Job
Reproduce the lines below, swapping "simplified polygon" for "reduced polygon" wherever it occurs and leaving everything else untouched.

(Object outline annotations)

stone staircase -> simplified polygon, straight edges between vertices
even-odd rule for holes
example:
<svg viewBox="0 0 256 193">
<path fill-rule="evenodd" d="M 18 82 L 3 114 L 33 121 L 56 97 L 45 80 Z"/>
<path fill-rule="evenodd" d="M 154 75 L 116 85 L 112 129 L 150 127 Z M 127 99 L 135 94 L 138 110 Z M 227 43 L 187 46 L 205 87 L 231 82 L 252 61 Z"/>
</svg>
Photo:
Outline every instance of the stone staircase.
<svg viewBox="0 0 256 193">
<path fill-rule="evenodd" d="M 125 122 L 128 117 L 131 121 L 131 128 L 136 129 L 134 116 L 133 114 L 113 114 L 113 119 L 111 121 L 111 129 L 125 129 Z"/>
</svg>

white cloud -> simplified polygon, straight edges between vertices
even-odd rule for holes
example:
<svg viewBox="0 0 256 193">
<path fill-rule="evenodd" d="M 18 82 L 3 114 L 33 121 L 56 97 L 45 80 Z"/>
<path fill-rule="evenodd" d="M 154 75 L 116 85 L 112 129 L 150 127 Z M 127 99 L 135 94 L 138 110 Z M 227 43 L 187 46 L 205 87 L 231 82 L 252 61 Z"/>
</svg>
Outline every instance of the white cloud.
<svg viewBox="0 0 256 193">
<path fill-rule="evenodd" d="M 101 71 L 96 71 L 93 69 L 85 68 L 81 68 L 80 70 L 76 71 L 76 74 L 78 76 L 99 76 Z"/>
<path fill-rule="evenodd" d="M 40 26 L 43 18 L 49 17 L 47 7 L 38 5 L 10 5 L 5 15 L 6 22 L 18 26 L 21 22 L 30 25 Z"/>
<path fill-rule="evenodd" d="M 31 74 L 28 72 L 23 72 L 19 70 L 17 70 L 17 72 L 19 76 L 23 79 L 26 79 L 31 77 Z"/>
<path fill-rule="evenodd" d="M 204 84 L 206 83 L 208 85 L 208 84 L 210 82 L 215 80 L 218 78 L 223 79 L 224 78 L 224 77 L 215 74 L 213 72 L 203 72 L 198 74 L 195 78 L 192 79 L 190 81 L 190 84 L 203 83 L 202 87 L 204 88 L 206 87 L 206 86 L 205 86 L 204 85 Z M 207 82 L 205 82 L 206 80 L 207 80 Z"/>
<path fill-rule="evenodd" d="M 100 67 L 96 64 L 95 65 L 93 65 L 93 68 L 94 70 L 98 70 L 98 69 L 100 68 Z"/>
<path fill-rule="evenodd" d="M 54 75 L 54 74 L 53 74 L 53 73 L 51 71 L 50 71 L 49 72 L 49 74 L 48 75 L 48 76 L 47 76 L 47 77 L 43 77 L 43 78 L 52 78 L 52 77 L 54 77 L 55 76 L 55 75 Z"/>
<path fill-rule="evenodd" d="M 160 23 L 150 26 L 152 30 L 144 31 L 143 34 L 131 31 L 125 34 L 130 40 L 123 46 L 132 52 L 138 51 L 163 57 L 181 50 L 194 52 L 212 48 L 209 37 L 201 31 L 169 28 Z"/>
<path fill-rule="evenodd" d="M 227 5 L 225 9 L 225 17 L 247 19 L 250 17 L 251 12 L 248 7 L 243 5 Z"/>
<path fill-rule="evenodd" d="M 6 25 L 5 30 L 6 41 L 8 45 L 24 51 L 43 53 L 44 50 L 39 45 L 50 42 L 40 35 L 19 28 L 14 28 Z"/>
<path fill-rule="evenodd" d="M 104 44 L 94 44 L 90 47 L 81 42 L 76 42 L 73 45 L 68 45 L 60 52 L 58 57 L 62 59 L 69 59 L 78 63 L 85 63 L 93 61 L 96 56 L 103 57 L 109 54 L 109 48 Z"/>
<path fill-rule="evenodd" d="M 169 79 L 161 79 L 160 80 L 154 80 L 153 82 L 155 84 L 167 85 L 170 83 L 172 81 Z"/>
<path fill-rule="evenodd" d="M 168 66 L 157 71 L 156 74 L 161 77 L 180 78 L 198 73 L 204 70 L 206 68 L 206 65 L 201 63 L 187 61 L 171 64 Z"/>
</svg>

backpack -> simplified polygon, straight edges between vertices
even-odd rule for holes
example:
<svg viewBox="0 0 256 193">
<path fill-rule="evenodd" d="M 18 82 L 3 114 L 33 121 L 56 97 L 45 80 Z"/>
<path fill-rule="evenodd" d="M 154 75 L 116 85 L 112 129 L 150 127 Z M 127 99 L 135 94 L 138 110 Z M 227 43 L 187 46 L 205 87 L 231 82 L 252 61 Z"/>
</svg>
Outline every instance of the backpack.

Correct result
stone staircase -> reduced polygon, straight edges between vertices
even-odd rule for holes
example:
<svg viewBox="0 0 256 193">
<path fill-rule="evenodd" d="M 18 82 L 3 114 L 33 121 L 56 97 L 45 80 Z"/>
<path fill-rule="evenodd" d="M 154 75 L 116 85 L 112 129 L 150 127 Z M 127 99 L 135 94 L 138 110 Z M 227 43 L 187 46 L 205 87 L 231 82 L 252 61 Z"/>
</svg>
Photo:
Outline every instance of the stone staircase.
<svg viewBox="0 0 256 193">
<path fill-rule="evenodd" d="M 125 122 L 128 117 L 131 121 L 131 128 L 136 129 L 134 116 L 133 114 L 113 114 L 113 119 L 111 121 L 111 129 L 125 129 Z"/>
</svg>

white cloud -> reduced polygon, straight edges between vertices
even-odd rule for holes
example:
<svg viewBox="0 0 256 193">
<path fill-rule="evenodd" d="M 18 82 L 3 114 L 33 121 L 56 97 L 45 80 Z"/>
<path fill-rule="evenodd" d="M 154 75 L 116 85 L 112 129 L 150 127 Z M 127 99 L 135 94 L 138 110 Z M 227 43 L 187 46 L 205 87 L 231 82 L 252 61 Z"/>
</svg>
Outline every instance of the white cloud.
<svg viewBox="0 0 256 193">
<path fill-rule="evenodd" d="M 101 71 L 96 71 L 93 69 L 85 68 L 81 68 L 80 70 L 76 71 L 76 74 L 78 76 L 99 76 Z"/>
<path fill-rule="evenodd" d="M 40 26 L 43 18 L 49 17 L 47 7 L 38 5 L 10 5 L 5 15 L 6 22 L 18 26 L 21 22 L 30 25 Z"/>
<path fill-rule="evenodd" d="M 31 74 L 28 72 L 23 72 L 19 70 L 17 70 L 17 72 L 19 76 L 23 79 L 26 79 L 31 77 Z"/>
<path fill-rule="evenodd" d="M 204 84 L 206 83 L 208 85 L 208 84 L 210 82 L 215 80 L 218 78 L 223 79 L 224 78 L 224 77 L 215 74 L 213 72 L 203 72 L 198 74 L 195 78 L 192 79 L 190 81 L 190 84 L 203 83 L 202 87 L 204 88 L 206 87 L 206 86 L 205 86 L 204 85 Z M 207 82 L 205 82 L 206 80 L 207 80 Z"/>
<path fill-rule="evenodd" d="M 100 67 L 96 64 L 95 65 L 93 65 L 93 68 L 94 70 L 98 70 L 98 69 L 100 68 Z"/>
<path fill-rule="evenodd" d="M 54 75 L 54 74 L 53 74 L 53 73 L 51 71 L 50 71 L 49 72 L 49 74 L 48 75 L 48 76 L 47 76 L 47 77 L 43 77 L 43 78 L 52 78 L 52 77 L 54 77 L 55 76 L 55 75 Z"/>
<path fill-rule="evenodd" d="M 160 23 L 150 26 L 152 30 L 144 31 L 143 34 L 131 31 L 125 34 L 130 40 L 123 46 L 132 52 L 138 51 L 163 57 L 181 50 L 194 52 L 212 48 L 209 37 L 201 31 L 169 28 Z"/>
<path fill-rule="evenodd" d="M 227 5 L 225 9 L 225 17 L 247 19 L 250 17 L 251 12 L 248 7 L 243 5 Z"/>
<path fill-rule="evenodd" d="M 6 25 L 5 30 L 6 41 L 8 45 L 24 51 L 43 53 L 44 50 L 39 45 L 50 42 L 40 35 L 19 28 L 14 28 Z"/>
<path fill-rule="evenodd" d="M 104 44 L 94 44 L 90 47 L 81 42 L 76 42 L 73 45 L 68 45 L 60 52 L 58 57 L 62 59 L 69 59 L 78 63 L 85 63 L 93 61 L 96 56 L 103 57 L 109 54 L 109 48 Z"/>
<path fill-rule="evenodd" d="M 169 79 L 161 79 L 160 80 L 154 80 L 153 82 L 155 84 L 167 85 L 170 83 L 172 81 Z"/>
<path fill-rule="evenodd" d="M 168 66 L 157 71 L 156 74 L 161 77 L 180 78 L 198 73 L 204 70 L 206 68 L 206 65 L 201 63 L 187 61 L 171 64 Z"/>
</svg>

backpack -> reduced polygon, straight edges between vertices
even-odd rule for holes
example:
<svg viewBox="0 0 256 193">
<path fill-rule="evenodd" d="M 18 82 L 3 114 L 33 121 L 56 97 L 45 80 Z"/>
<path fill-rule="evenodd" d="M 154 75 L 116 85 L 112 129 L 150 127 Z M 127 99 L 135 94 L 138 110 Z M 227 43 L 187 46 L 205 87 L 231 82 L 252 61 Z"/>
</svg>
Outline every instance of the backpack.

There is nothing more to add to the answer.